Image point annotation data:
━━━━━━━━━━━━━━━━

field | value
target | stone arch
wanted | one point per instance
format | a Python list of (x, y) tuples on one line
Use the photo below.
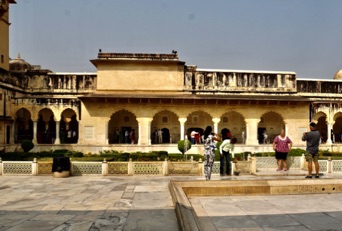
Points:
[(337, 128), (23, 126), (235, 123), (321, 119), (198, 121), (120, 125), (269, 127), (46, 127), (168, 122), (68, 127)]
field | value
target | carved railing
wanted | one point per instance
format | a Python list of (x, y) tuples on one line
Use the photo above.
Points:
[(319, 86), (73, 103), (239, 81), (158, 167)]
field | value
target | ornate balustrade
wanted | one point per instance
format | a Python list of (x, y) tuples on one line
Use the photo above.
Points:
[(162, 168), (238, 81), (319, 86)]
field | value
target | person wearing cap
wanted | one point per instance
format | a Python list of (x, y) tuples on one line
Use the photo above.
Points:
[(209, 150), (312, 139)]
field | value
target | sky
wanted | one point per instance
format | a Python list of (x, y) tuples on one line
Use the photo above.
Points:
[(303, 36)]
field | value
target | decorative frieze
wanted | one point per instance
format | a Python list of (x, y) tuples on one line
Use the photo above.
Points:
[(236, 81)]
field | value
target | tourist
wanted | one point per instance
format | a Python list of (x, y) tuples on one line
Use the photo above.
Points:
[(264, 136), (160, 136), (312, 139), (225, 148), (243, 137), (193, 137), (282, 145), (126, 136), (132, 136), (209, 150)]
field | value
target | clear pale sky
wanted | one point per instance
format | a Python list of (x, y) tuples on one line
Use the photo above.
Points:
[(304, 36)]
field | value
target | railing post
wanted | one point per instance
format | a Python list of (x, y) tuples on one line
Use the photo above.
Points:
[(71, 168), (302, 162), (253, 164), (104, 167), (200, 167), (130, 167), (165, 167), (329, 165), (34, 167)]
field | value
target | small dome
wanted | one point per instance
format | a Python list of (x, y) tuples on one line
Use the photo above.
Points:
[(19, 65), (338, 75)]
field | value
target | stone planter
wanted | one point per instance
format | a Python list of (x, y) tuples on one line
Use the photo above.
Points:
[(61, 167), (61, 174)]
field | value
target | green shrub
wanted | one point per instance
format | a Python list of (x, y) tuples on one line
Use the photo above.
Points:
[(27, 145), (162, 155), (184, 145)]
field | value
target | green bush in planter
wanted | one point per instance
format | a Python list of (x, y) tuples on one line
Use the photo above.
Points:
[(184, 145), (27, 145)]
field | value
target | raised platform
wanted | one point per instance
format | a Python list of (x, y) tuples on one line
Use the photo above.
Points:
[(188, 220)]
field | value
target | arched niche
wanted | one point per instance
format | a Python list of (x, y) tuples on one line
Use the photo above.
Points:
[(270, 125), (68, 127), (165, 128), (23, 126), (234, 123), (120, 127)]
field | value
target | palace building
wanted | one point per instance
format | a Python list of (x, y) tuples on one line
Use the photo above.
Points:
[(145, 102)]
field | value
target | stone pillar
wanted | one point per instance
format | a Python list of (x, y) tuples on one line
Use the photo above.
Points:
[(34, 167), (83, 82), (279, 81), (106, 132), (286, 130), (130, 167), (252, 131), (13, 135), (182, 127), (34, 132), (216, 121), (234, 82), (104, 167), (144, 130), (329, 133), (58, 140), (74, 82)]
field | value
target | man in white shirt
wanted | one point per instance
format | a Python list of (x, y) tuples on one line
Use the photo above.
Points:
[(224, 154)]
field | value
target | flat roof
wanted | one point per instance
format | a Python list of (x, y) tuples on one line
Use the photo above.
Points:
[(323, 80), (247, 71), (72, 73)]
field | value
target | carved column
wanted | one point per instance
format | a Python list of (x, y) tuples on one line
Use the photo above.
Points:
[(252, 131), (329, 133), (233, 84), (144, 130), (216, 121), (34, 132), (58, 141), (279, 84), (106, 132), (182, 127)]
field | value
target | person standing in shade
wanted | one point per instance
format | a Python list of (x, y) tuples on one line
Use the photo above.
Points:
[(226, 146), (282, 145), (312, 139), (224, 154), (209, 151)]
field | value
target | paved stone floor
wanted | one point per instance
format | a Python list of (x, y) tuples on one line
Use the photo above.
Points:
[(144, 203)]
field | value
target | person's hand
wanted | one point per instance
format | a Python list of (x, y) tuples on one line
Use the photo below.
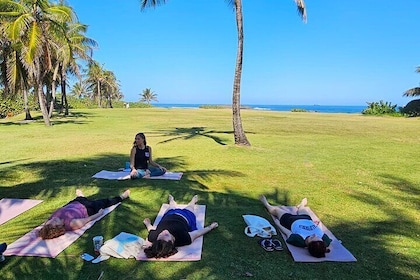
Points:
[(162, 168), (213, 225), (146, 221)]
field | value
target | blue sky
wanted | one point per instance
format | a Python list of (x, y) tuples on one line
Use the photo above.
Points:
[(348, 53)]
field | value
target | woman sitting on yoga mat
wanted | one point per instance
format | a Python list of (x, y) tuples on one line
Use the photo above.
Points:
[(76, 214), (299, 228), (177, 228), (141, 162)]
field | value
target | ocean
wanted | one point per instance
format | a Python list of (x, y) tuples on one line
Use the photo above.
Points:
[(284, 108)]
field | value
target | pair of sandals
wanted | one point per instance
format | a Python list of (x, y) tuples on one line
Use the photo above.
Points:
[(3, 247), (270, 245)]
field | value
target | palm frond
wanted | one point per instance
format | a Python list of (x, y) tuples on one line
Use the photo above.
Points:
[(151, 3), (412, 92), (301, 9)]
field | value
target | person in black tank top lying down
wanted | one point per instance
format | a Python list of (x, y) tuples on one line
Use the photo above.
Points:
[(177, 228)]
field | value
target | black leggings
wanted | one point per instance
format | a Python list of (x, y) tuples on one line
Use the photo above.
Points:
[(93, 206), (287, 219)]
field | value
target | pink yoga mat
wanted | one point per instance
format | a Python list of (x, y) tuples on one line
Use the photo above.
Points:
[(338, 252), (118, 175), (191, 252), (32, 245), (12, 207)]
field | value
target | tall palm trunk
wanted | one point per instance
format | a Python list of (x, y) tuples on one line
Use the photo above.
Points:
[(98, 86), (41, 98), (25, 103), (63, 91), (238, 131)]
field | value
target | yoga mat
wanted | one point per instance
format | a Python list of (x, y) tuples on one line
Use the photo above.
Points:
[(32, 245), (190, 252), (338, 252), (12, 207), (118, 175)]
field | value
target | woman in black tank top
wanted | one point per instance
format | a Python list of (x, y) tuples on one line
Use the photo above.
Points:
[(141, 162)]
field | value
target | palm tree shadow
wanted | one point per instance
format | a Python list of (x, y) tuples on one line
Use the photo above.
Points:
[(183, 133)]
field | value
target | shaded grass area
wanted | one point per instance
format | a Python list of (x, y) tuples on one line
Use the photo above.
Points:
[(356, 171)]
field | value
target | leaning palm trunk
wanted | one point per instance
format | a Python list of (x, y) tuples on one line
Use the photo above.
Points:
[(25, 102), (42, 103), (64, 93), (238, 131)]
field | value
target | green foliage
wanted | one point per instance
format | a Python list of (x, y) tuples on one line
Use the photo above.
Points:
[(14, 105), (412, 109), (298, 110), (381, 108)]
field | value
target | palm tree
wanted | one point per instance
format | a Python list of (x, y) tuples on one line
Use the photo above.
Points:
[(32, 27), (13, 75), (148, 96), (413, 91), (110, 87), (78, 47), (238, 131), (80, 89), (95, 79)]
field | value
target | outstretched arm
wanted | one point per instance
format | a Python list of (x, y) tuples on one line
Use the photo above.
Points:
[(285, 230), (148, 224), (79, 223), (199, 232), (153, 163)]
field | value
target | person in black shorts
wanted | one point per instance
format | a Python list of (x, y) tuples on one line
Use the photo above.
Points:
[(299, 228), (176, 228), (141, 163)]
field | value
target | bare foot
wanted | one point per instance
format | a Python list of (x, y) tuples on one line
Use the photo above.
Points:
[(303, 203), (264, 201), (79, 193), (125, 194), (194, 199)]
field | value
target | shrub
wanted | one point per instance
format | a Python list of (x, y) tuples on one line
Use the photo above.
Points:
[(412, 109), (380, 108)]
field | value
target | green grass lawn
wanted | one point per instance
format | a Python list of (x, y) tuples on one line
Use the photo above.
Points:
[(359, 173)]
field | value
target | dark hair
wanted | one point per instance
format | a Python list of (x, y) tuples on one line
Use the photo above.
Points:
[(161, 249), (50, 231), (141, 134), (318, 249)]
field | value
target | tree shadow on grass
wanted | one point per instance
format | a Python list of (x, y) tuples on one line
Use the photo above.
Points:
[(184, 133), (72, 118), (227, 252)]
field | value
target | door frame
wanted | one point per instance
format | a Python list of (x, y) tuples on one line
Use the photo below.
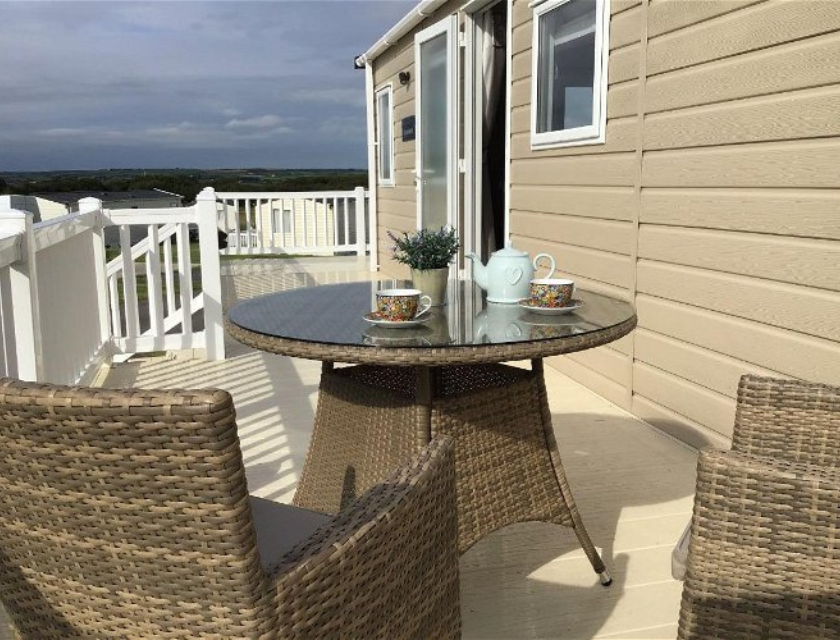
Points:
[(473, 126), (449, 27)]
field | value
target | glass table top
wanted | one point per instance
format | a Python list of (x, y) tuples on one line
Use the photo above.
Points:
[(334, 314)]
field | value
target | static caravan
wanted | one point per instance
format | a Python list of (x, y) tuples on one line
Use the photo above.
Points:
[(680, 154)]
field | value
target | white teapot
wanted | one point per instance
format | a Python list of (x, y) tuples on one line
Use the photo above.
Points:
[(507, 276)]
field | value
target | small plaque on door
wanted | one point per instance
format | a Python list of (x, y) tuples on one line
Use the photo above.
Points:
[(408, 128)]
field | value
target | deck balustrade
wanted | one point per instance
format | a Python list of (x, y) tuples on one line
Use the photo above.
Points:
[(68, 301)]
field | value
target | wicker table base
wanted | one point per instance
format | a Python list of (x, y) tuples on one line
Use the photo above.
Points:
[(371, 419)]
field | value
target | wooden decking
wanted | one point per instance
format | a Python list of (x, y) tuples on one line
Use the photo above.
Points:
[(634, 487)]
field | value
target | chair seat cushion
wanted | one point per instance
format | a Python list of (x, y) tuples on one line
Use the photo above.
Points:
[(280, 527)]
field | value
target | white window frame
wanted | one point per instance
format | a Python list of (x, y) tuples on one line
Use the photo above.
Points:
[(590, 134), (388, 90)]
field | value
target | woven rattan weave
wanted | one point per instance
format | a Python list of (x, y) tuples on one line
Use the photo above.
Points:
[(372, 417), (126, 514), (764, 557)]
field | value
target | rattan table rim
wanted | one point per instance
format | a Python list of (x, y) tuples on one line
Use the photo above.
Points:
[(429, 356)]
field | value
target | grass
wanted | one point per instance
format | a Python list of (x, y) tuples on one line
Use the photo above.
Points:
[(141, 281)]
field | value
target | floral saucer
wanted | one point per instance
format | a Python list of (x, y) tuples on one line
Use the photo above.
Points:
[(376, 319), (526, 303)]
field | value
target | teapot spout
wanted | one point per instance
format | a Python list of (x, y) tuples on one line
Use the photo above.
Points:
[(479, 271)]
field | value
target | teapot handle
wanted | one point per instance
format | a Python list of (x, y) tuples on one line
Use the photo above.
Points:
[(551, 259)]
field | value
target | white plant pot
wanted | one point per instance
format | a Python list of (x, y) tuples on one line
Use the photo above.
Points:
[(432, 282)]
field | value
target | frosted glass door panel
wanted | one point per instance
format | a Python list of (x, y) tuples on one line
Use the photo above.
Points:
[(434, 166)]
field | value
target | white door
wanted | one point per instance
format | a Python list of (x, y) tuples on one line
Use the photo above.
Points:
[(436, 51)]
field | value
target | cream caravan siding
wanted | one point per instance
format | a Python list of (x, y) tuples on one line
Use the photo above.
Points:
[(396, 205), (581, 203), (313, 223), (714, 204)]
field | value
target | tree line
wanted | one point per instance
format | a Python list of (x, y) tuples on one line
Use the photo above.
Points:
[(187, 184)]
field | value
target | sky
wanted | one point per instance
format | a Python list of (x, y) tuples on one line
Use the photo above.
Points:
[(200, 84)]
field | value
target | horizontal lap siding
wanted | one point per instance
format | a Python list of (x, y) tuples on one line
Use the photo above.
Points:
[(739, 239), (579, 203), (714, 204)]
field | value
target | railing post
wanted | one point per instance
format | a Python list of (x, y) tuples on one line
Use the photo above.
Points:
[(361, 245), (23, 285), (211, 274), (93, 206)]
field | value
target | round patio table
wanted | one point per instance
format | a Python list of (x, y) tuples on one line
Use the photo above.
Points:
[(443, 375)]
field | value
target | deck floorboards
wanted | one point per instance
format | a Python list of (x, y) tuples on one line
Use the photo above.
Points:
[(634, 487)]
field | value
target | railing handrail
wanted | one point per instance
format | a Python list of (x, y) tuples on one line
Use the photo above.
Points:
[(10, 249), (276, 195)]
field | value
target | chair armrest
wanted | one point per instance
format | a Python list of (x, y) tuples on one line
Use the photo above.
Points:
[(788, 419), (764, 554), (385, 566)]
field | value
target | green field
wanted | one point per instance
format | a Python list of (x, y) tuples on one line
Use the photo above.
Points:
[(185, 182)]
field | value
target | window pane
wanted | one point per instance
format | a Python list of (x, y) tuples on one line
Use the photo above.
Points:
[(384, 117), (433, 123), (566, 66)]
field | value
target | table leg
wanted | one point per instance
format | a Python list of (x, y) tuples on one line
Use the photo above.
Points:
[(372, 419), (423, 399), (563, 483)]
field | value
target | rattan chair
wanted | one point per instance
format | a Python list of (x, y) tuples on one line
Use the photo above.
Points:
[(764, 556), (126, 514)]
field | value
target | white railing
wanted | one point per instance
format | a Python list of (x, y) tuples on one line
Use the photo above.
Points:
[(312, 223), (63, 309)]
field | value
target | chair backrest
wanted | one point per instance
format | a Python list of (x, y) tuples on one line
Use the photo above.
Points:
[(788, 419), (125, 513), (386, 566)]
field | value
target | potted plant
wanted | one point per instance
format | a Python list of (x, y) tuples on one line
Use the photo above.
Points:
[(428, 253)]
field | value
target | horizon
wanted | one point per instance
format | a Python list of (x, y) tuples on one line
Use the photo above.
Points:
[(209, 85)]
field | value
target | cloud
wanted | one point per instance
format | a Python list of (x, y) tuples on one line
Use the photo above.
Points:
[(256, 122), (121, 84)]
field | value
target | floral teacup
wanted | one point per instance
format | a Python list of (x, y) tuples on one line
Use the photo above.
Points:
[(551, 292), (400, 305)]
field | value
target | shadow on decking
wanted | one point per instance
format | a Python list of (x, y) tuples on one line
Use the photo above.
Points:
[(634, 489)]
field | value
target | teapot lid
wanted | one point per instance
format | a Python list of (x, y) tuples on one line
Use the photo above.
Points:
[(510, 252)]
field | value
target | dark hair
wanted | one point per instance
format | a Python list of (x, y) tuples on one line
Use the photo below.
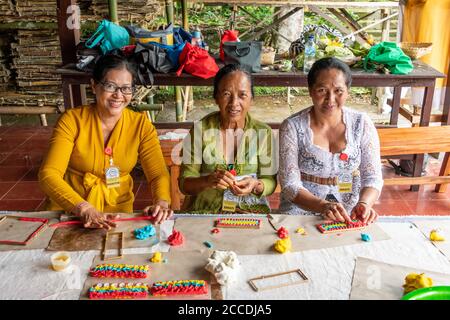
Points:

━━━━━━━━━━━━━━━━

● Exercise details
Rescale the data from its beginning up to and including the line containing "[(319, 86), (73, 103), (239, 81), (158, 167)]", reproducing every line with the requests unchanged and each coordinate in the answers multiplied by 2.1 and rounded to a whole number, halves rounded up. Leave the pictures out of your answer.

● Task solution
field | value
target | stone arch
wanted | one point per instance
format | a Python list of (x, y) tuples on one line
Use the photo below.
Points:
[(708, 269), (48, 265), (494, 258), (674, 250), (416, 254), (252, 263), (565, 267), (97, 267), (353, 256), (143, 267)]
field | value
target | carved railing
wanted | one point per instance
format | a Python list of (x, y) tuples on one line
Use the photo above.
Points:
[(670, 181), (153, 216), (502, 170), (332, 351)]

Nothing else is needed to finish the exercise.